Pennsylvania Superintendent of Public Instruction
- In office 1852–1855
- Governor: William Bigler

Member of the Pennsylvania Senate from the 22nd district
- In office 1844–1848
- Preceded by: Samuel Hays
- Succeeded by: Maxwell McCaslin

Member of the Pennsylvania Senate from the 18th district
- In office 1843–1844
- Preceded by: James X. McLanahan
- Succeeded by: Thomas Erskine Carson

Personal details
- Born: February 6, 1808 Greene County, Pennsylvania
- Died: March 6, 1889 (aged 81) Waynesburg, Pennsylvania
- Party: Democratic
- Spouse: Maria Allison Black
- Children: 2
- Occupation: Lawyer

= Charles Alexander Black =

American politician from Pennsylvania

Charles Alexander Black (February 6, 1808 - March 6, 1889) was an American Democratic politician from Greene County, Pennsylvania who served in the Pennsylvania Senate from 1843 to 1848 as well as the Superintendent of Public Instruction during the tenure of Governor William Bigler.

==Biography==
Charles Alexander Black was born on a family farm in Greene County, Pennsylvania to Jacob and Margaret Grinstaff Black on February 6, 1808. Due to the lack of rural public education at the time, Black never had a formal education, only being taught by the occasional traveling circuit teacher. Black's first job was working as a clerk at his brother's general goods store, and shortly after he started studying and reading law in Greensboro, Pennsylvania. Back would receive a lawyer's apprenticeship from two attorneys, Enos Hook and Samuel Cleavinger, both based out of Waynesburg, Pennsylvania.

Black served seven years in the Pennsylvania Senate, first briefly for the 18th district starting in 1843 before being redistricted to the 22nd district in 1844. Governor William Bigler named him the secretary and superintendent of Public Instruction, today the Department of Education, where he fought for free public law schools with open unrestricted admissions, but was ultimately unsuccessful. Black's lasting contribution to public education in Pennsylvania would be the creation of school districts across the state to ensure rural public schooling. Black served as a delegate to the Pennsylvania Constitutional Convention of 1872–1874, that was the fourth Constitutional Convention in the state, with its constitution being replaced by another convention in 1968.

After leaving politics, Black became a partner of the Waynesburg and Washington Railroad in 1875.
Black was married to Maria Allison Black, and the couple had two children, Mary Allison Black Inghram and Albert S. Black. Mary would predecease Charles in 1871. Charles Alexander Black died on March 6, 1889, and is buried in the Green Mount Cemetery in Waynesburg.

=-=-=-=-=

● **WHAT THE TASK ASKS**
Extract, word for word, the passage of the Charles Alexander Black biography from "Black was married" to "Cemetery in Waynesburg.". The listing below comes from a separate source.

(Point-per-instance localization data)
=-=-=-=-=

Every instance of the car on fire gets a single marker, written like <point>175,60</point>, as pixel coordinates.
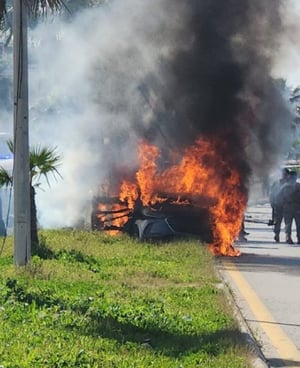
<point>157,223</point>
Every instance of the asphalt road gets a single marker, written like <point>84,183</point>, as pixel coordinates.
<point>265,283</point>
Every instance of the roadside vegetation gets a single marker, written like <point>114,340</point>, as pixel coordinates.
<point>94,300</point>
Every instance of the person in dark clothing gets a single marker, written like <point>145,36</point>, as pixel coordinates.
<point>276,202</point>
<point>290,194</point>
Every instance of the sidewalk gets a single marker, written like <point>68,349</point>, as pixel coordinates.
<point>265,283</point>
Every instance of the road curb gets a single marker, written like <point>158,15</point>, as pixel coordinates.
<point>259,360</point>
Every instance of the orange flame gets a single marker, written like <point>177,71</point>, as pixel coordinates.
<point>205,170</point>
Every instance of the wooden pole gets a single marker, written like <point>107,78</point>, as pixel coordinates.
<point>21,184</point>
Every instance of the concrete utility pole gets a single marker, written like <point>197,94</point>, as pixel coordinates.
<point>21,185</point>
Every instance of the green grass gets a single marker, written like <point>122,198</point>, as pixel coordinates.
<point>102,301</point>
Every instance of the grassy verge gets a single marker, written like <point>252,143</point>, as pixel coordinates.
<point>101,301</point>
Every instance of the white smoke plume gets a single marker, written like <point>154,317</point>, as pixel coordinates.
<point>84,76</point>
<point>87,88</point>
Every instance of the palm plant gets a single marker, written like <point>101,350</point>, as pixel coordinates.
<point>42,161</point>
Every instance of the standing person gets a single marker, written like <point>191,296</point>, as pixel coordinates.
<point>276,202</point>
<point>291,206</point>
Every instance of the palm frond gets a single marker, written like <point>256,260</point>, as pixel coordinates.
<point>5,178</point>
<point>43,161</point>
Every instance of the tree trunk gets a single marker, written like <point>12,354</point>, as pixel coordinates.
<point>33,225</point>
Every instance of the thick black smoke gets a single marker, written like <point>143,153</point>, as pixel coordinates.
<point>169,71</point>
<point>220,84</point>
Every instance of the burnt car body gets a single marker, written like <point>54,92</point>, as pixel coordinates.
<point>161,222</point>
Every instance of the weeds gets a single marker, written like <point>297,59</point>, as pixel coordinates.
<point>100,301</point>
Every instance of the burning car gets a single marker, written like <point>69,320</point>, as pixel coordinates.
<point>160,222</point>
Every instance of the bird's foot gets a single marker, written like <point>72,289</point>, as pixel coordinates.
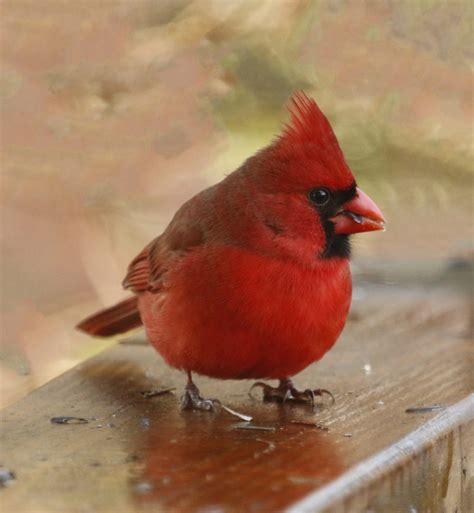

=-=-=-=-=

● **THE COMPLETED TASK**
Black was married to Maria Allison Black, and the couple had two children, Mary Allison Black Inghram and Albert S. Black. Mary would predecease Charles in 1871. Charles Alexander Black died on March 6, 1889, and is buried in the Green Mount Cemetery in Waynesburg.